[Provided data start]

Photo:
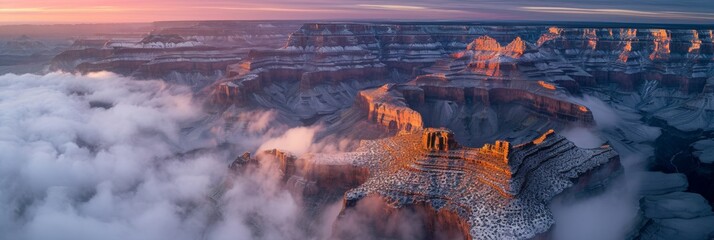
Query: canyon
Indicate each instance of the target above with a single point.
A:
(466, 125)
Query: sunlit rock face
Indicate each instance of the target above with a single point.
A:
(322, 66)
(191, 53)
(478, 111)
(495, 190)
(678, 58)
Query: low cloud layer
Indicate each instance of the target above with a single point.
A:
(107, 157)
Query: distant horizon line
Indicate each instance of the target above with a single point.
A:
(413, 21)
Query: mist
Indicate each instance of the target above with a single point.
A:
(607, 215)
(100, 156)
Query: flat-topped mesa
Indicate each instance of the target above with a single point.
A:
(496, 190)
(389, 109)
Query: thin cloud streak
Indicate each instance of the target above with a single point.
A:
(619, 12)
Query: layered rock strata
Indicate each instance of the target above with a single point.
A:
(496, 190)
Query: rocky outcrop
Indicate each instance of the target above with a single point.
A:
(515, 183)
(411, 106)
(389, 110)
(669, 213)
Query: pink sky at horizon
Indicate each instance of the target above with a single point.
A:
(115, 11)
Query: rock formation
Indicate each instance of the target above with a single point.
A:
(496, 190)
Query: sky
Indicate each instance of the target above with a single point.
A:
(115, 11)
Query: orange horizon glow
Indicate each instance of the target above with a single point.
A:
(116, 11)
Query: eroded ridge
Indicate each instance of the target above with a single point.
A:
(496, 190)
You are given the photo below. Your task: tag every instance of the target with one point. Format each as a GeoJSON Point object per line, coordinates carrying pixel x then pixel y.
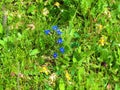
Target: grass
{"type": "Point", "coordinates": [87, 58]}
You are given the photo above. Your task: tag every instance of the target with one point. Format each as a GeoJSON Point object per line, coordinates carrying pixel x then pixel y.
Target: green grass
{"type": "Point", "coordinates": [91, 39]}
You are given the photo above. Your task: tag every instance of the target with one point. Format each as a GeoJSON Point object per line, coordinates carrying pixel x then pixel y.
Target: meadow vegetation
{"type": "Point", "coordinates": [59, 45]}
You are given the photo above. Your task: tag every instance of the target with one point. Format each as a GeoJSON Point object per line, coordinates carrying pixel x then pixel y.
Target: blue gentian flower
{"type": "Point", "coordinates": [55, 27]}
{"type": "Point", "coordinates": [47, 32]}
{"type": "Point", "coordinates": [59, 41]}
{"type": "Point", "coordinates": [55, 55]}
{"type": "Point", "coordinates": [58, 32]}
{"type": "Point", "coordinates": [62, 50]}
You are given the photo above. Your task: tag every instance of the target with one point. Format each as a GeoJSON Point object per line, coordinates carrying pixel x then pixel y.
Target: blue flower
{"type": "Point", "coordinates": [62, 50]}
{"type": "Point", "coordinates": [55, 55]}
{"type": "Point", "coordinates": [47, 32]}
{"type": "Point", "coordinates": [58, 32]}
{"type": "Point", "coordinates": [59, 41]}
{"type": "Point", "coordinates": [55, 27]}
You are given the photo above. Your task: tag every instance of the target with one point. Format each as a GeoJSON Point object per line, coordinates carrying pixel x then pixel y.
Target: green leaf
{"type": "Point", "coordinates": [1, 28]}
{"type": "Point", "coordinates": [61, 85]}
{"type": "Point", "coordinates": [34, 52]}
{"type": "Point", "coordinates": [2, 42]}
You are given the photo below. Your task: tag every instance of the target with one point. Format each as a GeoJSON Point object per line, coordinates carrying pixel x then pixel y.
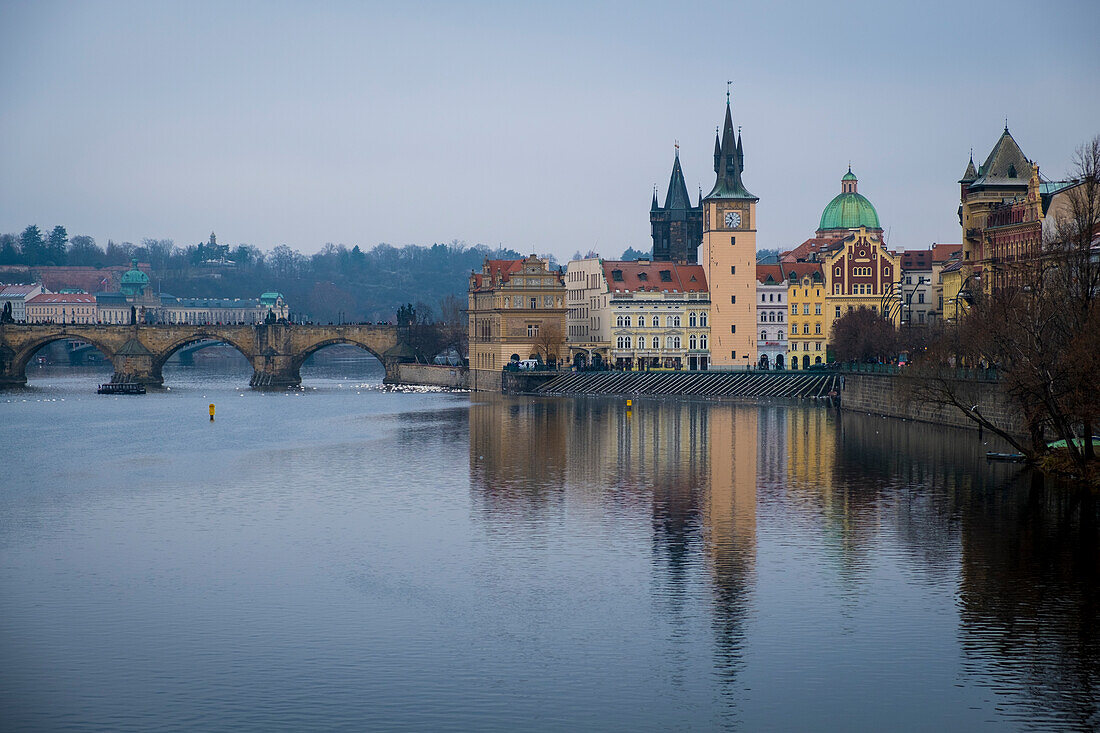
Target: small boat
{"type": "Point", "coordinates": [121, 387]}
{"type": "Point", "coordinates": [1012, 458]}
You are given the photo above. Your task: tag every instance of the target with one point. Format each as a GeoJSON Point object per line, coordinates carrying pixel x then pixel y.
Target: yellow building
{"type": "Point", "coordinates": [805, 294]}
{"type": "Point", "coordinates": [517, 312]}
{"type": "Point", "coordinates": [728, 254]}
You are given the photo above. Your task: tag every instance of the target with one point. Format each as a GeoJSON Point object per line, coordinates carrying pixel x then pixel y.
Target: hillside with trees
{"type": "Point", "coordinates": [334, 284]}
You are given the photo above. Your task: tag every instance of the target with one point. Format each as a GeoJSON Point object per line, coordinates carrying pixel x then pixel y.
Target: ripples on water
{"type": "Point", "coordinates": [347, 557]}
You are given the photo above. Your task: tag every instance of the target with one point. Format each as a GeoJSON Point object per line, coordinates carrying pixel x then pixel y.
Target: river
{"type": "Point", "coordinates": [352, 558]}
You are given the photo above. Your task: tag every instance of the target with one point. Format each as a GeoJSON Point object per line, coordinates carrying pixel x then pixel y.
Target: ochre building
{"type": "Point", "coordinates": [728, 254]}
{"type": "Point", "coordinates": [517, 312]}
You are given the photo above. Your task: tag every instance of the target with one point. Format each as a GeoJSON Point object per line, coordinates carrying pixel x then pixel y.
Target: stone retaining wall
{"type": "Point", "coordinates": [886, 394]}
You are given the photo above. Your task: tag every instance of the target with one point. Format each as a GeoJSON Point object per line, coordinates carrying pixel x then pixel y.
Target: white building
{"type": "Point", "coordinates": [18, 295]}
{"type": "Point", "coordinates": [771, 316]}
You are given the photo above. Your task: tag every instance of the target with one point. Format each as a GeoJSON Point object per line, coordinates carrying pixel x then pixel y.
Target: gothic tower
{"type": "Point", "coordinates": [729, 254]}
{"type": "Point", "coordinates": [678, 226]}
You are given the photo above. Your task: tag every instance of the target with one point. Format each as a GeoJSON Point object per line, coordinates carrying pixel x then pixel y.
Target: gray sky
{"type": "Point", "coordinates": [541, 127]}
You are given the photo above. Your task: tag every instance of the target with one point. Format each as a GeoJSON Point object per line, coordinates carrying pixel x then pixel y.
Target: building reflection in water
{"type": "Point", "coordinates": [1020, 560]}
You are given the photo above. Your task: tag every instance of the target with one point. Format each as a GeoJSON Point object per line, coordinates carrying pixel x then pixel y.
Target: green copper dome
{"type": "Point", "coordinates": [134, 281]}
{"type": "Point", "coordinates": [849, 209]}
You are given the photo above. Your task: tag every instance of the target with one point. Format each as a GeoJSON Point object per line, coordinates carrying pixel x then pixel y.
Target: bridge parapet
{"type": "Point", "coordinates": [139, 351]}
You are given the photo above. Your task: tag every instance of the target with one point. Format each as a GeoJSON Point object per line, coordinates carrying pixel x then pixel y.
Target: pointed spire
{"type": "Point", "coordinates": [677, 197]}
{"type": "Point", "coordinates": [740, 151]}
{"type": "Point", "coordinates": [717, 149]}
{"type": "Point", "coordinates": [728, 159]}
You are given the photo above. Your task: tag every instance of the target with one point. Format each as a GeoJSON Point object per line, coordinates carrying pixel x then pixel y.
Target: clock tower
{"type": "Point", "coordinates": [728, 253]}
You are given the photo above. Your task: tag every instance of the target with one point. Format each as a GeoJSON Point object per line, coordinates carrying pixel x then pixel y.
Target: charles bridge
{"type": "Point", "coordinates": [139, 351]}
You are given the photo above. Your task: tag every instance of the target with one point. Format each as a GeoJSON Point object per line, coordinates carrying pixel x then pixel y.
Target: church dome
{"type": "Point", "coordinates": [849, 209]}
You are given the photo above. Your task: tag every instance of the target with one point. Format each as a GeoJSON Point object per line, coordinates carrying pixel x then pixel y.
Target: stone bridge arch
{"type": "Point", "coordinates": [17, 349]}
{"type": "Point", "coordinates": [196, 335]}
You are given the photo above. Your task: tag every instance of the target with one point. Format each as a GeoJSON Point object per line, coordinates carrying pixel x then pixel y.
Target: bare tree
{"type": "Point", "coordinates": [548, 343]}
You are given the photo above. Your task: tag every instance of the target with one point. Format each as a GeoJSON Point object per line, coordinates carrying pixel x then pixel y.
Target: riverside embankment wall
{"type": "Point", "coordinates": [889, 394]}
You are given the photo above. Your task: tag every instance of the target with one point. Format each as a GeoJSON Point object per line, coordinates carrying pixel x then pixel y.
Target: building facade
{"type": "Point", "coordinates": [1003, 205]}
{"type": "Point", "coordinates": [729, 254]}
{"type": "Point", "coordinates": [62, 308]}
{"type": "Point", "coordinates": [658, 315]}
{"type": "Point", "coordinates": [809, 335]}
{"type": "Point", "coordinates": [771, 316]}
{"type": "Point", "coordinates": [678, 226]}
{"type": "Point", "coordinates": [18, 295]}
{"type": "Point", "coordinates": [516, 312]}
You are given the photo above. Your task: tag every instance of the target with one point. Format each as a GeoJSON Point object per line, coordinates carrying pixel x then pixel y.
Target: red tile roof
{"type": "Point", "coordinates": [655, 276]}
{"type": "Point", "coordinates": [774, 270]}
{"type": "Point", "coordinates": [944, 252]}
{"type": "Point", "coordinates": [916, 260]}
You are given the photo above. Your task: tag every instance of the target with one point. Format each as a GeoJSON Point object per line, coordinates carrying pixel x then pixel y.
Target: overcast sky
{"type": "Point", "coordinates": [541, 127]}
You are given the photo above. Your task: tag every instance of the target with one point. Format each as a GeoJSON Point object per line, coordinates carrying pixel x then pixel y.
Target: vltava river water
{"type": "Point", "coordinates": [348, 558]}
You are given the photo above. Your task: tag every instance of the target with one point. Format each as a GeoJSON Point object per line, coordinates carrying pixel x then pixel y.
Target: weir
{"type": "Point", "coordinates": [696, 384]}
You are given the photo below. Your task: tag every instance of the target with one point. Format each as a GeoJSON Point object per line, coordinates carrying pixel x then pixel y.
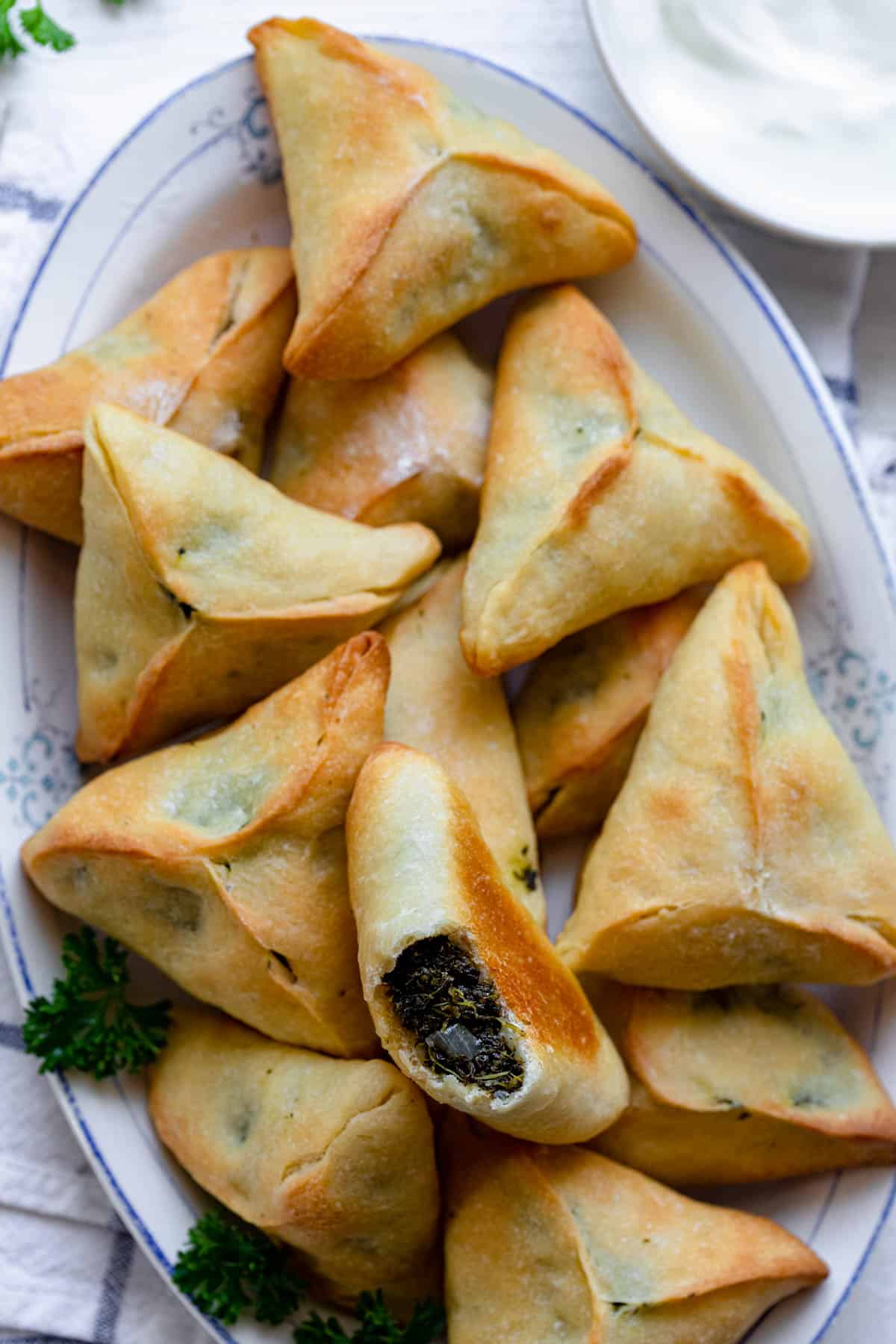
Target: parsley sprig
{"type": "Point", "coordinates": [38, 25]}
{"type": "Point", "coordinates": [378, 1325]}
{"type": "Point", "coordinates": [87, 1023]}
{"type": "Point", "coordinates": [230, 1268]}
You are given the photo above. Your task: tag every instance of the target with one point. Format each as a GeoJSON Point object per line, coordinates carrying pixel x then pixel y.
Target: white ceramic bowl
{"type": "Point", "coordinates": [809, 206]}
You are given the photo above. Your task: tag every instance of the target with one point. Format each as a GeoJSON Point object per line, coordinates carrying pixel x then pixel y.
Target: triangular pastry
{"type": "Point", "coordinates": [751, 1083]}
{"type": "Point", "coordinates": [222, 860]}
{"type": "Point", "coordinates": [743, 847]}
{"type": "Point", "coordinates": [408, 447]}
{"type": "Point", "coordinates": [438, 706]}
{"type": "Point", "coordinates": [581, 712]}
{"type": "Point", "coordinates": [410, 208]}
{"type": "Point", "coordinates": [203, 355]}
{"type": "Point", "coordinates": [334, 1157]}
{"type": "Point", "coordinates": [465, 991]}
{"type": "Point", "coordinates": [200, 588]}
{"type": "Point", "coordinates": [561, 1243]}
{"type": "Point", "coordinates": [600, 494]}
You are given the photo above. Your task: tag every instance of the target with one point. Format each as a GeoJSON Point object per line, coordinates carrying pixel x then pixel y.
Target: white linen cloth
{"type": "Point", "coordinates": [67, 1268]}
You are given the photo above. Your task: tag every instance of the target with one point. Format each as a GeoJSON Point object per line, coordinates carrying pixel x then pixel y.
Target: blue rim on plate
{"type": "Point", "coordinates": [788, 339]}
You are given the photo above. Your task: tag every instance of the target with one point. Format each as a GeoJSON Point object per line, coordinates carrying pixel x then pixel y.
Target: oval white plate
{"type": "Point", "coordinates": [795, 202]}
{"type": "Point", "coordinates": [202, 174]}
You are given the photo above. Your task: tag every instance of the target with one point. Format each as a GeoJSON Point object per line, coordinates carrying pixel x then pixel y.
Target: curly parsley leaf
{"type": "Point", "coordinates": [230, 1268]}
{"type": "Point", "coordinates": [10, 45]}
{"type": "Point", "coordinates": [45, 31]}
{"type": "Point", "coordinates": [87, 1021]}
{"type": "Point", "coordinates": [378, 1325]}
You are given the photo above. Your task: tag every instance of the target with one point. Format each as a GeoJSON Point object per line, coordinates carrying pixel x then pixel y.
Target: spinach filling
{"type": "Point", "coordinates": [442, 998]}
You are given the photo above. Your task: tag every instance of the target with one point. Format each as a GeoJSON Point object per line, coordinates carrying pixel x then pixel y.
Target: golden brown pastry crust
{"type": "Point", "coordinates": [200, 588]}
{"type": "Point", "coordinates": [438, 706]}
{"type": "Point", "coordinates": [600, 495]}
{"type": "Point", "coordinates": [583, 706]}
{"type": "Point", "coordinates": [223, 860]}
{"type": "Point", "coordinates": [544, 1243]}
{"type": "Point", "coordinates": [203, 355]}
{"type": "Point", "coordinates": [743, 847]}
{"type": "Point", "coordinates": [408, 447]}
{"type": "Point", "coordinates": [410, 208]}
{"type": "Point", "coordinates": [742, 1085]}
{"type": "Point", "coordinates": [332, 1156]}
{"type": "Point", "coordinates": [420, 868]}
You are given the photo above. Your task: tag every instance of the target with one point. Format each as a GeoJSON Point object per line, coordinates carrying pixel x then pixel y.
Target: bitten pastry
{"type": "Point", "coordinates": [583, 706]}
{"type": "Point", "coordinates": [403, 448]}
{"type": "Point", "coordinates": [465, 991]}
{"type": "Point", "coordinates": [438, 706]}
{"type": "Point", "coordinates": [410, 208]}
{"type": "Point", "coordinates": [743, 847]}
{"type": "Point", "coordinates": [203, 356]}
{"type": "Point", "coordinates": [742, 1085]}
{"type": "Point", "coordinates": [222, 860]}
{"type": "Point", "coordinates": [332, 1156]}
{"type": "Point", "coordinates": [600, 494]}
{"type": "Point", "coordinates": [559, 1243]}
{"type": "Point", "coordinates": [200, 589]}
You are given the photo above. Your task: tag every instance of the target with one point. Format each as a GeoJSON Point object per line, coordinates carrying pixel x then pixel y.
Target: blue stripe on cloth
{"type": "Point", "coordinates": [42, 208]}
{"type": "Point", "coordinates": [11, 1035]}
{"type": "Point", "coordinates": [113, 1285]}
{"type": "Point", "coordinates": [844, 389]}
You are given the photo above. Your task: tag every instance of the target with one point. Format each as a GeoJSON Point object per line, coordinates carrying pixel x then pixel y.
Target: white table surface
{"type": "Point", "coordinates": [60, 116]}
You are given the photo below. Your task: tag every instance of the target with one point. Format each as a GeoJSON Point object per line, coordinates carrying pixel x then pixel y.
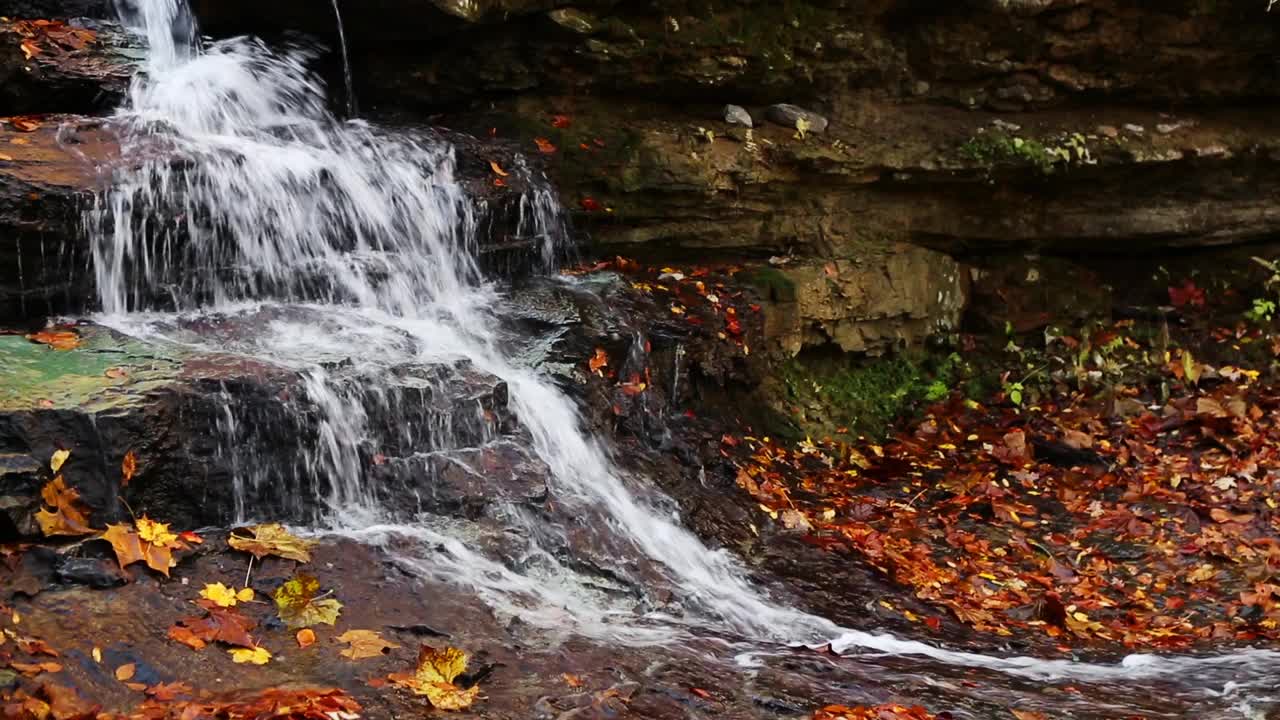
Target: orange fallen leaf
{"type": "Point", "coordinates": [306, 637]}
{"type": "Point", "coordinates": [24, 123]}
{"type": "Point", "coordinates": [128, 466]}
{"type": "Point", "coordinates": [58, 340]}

[Provided data end]

Filter the records above and copy out each line that contains the word "white". Case counts, so match it only where its capitalization is identical.

Problem solution:
Target: white building
Target: white ceramic bowl
Target: white linen cloth
Target: oval white plate
Target: white table surface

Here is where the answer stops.